======== Texto dado ========
El nacionalismo vasco sometió al autogobierno a una dinámica del todo o nada que acabó empantanándolo. El Estatuto se ha convertido en una referencia prescindible en la guerra de posiciones entre socialistas y jeltzales. Mientras la sociedad valora la autonomía ‘realmente existente’, las formaciones políticas no saben qué hacer con el.
El desarrollo autonómico se ha proyectado durante las últimas tres décadas como un proceso irreversible por el que los órganos del poder central iban transfiriendo competencias a las distintas comunidades, de forma que cualquier reversión de las mismas se hubiese entendido como una involución en términos democráticos. Pero junto a esta imparable tendencia se han producido dos fenómenos en sentido inverso: la permanente sospecha que pesa sobre las autonomías como causantes de un funcionamiento irracional del Estado, y la orfandad que para cada Estatuto representa la división política entre quienes no se sabe si lo secundan y bajo qué interpretación. Todo esto ha vuelto a aflorar tras conocerse el fallo del Tribunal Constitucional sobre el Estatut catalán. El cruce de declaraciones respecto al mismo ha reflejado la irreversibilidad de un autogobierno bendecido por el alto tribunal en aquellos aspectos que ha salvado su veredicto, ha realzado los recelos y prejuicios que se desatan ante la deriva autonómica, y ha evidenciado que resulta imposible identificar a los progenitores y tutores de cada criatura autonómica, aunque sea porque quienes así se reivindican tiran de sus extremidades hasta el punto de deformarla.
El presidente Rodríguez Zapatero ha sido capaz de saludar la sentencia del Constitucional como la culminación del proceso de descentralización autonómica y mostrarse, al mismo tiempo, abierto a aquellas reformas legislativas que pudieran parchear los recortes producidos en el texto refrendado por los catalanes. Su predecesor en la Moncloa, José María Aznar, le ha acusado nada menos que de conducir a España al borde de un Estado constitucionalmente fallido. Mientras tanto, nadie parece dispuesto a hacerse cargo del resultado autonómico dictado por el TC para Cataluña y de aplicación general para las demás comunidades. Como nadie parece capaz de engendrar un modelo de autogobierno que vaya más allá de los límites establecidos por la sentencia.
Lo peor que podría haberle ocurrido al proceso autonómico era precisamente esto: la confusión generada por su utilización partidaria sin que ninguna formación sea capaz o se atreva a ofrecer como alternativa un dibujo terminado del ‘Estado de las autonomías’. Se trata de una confusión que se retroalimenta en una dialéctica de prevenciones y agravios sin fin dominada por los prejuicios. Porque por un lado continúa prevaleciendo el reflejo jacobino que identifica la racionalidad con el centralismo, y por el otro persiste la idea de que el máximo de autogobierno es sinónimo del óptimo de progreso y bienestar.
======== Ítems proporcionados ========
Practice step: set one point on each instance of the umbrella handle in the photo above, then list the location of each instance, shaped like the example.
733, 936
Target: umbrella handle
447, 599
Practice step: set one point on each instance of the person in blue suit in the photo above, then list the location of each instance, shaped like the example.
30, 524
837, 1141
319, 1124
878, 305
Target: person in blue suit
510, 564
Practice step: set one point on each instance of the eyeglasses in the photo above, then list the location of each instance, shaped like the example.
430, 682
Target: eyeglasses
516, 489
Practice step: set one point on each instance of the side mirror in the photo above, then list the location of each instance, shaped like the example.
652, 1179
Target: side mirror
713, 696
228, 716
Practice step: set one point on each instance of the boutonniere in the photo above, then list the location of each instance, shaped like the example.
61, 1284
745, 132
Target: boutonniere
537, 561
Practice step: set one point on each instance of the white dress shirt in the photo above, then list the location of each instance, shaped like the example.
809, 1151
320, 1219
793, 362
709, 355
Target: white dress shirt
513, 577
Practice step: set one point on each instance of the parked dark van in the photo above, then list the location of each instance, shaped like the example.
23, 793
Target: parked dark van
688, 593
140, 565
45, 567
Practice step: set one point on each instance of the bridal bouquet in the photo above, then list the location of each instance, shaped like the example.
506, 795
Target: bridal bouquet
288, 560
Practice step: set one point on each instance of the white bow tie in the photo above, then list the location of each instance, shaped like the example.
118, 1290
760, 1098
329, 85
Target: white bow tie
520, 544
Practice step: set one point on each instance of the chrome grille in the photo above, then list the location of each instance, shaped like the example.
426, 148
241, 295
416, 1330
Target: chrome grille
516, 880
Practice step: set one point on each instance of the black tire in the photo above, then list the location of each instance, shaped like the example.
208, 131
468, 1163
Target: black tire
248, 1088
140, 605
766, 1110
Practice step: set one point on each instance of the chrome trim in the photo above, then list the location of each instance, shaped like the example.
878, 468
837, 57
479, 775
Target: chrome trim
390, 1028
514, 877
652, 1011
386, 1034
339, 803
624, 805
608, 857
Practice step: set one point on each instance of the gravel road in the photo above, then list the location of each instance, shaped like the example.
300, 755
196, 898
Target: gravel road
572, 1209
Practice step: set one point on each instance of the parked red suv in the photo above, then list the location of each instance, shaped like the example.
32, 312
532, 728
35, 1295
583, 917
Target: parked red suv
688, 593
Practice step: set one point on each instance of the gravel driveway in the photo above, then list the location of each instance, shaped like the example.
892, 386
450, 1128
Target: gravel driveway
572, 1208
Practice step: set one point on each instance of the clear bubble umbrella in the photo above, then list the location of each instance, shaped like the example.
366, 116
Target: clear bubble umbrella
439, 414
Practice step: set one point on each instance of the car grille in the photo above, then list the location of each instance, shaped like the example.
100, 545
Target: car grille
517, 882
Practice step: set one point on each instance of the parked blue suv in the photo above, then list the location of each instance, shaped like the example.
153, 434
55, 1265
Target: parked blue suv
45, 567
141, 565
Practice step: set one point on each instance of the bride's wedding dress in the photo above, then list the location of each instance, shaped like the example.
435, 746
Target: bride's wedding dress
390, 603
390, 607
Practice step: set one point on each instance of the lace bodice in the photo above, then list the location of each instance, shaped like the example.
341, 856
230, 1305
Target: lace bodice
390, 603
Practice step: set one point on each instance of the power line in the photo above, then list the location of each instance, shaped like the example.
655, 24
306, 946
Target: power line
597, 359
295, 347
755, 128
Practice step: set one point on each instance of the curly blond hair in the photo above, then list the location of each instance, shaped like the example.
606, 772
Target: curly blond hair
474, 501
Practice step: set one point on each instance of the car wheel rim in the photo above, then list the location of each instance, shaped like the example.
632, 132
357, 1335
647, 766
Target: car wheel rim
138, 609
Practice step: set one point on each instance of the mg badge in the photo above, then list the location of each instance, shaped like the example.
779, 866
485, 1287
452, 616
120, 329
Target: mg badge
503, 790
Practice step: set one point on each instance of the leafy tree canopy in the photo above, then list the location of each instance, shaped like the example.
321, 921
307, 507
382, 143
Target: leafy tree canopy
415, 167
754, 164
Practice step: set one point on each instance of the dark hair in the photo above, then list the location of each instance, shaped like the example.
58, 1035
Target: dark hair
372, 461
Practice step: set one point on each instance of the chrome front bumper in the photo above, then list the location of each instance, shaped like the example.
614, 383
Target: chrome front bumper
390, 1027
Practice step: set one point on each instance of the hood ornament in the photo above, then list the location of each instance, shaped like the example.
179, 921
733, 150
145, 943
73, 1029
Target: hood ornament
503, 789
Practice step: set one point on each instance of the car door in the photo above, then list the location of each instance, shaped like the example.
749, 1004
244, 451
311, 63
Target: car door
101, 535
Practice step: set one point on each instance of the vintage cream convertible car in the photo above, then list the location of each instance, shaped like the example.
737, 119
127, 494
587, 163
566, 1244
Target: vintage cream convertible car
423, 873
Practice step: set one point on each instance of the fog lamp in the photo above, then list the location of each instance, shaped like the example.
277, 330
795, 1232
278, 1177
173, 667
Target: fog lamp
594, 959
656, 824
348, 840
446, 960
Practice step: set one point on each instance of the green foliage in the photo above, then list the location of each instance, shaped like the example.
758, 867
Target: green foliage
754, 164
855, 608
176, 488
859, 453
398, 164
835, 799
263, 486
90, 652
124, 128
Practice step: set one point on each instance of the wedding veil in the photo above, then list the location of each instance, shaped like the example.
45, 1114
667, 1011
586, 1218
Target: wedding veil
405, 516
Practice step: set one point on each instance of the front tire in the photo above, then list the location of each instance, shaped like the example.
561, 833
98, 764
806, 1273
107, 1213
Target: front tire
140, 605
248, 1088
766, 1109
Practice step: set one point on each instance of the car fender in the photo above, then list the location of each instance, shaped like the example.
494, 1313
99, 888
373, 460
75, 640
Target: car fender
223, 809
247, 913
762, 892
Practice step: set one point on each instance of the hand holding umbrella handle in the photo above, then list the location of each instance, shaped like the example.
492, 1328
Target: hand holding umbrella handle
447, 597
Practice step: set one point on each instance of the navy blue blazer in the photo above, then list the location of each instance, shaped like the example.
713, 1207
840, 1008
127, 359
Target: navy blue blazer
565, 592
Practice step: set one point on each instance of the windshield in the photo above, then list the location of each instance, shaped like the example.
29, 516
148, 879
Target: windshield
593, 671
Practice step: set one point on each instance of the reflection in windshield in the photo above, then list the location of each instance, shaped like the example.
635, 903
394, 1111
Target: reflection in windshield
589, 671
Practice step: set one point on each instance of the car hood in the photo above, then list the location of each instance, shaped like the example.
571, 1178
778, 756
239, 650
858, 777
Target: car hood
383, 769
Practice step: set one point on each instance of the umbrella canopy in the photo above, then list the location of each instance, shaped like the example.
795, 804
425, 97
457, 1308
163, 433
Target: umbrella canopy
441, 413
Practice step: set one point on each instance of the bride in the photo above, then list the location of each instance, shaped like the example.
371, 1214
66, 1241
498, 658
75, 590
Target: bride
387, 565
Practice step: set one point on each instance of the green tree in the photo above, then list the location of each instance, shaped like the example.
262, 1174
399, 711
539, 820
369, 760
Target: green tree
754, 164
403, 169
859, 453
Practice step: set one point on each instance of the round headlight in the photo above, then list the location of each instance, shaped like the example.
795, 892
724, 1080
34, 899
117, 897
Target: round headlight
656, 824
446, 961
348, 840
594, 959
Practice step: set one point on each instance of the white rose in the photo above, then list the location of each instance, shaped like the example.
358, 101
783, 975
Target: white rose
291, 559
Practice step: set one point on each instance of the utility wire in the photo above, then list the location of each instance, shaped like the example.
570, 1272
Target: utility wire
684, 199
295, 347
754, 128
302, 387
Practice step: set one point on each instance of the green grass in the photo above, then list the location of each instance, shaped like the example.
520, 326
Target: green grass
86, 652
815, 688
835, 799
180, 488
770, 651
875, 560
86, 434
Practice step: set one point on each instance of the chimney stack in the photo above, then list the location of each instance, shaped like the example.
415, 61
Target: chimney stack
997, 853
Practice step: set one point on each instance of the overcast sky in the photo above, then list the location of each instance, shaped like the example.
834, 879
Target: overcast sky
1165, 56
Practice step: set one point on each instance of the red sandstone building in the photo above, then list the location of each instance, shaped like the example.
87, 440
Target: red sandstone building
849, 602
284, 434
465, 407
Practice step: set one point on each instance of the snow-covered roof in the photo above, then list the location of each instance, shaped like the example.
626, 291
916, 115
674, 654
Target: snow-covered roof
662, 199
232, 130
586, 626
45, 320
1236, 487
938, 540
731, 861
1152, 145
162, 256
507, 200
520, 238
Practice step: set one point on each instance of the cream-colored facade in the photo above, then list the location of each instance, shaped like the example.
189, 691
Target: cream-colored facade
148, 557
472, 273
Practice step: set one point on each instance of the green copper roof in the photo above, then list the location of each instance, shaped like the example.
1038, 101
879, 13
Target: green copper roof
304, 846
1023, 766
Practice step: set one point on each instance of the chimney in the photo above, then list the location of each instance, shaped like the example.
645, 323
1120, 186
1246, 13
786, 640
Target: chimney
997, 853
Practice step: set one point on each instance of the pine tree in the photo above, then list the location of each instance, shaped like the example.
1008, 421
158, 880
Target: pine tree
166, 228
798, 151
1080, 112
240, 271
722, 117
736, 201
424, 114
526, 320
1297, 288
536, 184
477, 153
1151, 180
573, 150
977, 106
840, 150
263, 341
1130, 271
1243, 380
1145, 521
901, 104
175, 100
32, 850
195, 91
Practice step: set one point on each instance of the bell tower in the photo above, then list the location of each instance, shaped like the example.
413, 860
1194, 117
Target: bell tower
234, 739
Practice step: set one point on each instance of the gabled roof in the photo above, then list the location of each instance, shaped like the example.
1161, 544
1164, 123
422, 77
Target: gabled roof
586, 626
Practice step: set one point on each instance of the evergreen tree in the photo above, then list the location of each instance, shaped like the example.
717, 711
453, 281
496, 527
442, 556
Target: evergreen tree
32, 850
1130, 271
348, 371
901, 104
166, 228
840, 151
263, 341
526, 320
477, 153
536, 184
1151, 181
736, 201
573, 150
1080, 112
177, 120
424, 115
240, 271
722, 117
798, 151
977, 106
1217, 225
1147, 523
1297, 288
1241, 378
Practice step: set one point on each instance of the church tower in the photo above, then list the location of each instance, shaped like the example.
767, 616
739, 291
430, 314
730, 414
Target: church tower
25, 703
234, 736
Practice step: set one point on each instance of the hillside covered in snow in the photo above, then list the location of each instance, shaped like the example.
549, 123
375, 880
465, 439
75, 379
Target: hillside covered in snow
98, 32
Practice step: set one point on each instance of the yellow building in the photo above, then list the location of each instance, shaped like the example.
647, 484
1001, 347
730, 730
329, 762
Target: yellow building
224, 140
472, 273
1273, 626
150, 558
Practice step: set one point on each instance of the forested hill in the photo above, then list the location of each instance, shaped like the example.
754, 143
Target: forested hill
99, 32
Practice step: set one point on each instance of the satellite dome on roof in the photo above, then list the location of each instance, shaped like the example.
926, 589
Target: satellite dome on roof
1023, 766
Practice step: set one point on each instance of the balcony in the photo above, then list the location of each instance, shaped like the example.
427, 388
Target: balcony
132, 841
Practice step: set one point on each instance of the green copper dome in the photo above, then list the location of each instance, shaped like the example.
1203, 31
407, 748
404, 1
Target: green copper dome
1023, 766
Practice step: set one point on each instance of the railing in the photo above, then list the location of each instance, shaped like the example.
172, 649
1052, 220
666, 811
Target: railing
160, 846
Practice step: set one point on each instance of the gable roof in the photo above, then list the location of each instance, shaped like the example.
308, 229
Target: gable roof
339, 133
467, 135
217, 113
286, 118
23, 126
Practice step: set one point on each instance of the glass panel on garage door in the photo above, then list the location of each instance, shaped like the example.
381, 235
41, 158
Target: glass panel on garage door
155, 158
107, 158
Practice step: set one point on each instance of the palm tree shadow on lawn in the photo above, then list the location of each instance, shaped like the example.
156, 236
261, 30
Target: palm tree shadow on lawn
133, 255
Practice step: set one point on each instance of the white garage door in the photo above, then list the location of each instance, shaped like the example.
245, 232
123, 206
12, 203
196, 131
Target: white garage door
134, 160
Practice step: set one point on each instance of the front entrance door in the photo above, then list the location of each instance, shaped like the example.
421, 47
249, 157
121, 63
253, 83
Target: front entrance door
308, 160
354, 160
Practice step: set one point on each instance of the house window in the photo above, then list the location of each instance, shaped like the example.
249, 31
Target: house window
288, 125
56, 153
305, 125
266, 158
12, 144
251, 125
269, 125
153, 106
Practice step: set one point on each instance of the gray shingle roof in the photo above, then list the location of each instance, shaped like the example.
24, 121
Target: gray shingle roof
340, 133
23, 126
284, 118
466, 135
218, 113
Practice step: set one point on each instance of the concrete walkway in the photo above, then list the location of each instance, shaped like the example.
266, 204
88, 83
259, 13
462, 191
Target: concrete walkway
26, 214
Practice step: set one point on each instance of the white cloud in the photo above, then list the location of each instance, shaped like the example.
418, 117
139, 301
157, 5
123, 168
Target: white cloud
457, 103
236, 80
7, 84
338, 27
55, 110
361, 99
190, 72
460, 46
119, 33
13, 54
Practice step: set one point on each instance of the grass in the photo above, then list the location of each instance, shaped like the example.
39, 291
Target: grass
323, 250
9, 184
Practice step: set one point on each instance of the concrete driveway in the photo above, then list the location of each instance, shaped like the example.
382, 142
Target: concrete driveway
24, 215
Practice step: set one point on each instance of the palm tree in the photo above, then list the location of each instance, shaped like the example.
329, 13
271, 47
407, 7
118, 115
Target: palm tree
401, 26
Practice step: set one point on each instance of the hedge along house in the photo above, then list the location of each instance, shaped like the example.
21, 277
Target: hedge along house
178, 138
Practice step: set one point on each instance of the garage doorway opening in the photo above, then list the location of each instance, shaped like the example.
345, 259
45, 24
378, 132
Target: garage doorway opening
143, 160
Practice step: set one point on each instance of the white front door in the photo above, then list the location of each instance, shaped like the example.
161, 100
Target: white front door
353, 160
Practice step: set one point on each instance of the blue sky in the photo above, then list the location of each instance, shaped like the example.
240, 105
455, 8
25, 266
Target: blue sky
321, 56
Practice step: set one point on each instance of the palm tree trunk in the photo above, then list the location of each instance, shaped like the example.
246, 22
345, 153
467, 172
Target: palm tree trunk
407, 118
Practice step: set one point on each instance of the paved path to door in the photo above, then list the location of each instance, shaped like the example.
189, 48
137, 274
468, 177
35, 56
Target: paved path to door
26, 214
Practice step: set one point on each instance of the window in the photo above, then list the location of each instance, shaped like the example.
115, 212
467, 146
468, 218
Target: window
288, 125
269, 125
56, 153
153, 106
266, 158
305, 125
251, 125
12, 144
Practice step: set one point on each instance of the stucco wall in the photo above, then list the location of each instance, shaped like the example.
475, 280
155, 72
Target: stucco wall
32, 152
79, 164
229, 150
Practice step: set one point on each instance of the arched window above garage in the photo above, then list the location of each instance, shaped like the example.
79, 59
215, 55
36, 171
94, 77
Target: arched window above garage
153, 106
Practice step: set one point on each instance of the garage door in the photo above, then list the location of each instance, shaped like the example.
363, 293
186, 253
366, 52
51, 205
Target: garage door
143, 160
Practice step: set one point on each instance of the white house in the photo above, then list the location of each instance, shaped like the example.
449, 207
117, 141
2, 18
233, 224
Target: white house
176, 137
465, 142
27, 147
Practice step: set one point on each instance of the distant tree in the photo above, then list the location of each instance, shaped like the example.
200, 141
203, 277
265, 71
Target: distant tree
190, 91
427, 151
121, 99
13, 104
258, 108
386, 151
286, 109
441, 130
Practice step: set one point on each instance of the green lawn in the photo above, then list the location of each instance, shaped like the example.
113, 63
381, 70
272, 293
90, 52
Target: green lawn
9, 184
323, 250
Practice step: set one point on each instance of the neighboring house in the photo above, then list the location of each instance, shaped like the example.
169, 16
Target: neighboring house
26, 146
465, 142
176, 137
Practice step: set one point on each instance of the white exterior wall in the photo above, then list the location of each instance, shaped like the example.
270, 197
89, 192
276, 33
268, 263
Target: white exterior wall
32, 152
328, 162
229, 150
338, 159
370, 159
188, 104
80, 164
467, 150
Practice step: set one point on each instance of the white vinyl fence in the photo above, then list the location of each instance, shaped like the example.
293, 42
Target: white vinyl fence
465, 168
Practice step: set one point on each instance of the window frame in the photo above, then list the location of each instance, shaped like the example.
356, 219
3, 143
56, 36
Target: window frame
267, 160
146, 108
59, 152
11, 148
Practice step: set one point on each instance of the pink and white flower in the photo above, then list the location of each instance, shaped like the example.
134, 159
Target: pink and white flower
========
Ejercicio escrito »
¿Cómo seguirías el texto sobre el Estado de las autonomías a partir de su última frase? Los ítems provienen de otra fuente distinta del texto.

El resultado »
Paralelamente a todo eso la discusión autonómica se ha convertido en una cuestión propia de las elites políticas que manejan el bloqueo o el traspaso de atribuciones y competencias con criterios de poder que en muchas ocasiones ni siquiera podrían calificarse como ideológicos. La Administración central no ha adelgazado lo que hubiese debido en función de las transferencias cedidas a favor de las autonomías. De lo contrario, no acumularía casi todo el déficit público que soporta el Estado español. Por su parte, las comunidades autónomas han hecho dejación del papel que debían asumir a la hora de perfeccionar las funciones del Estado social mediante iniciativas que adecuaran coberturas y servicios ante los cambios y los desafíos inducidos por la globalización. La descentralización generalizada de las competencias sobre educación, sanidad y servicios sociales no ha dado lugar a una fuente múltiple de reformas. Más bien los Ejecutivos autonómicos han mostrado una imagen gregaria a la espera de lo que indicara el Gobierno central de turno.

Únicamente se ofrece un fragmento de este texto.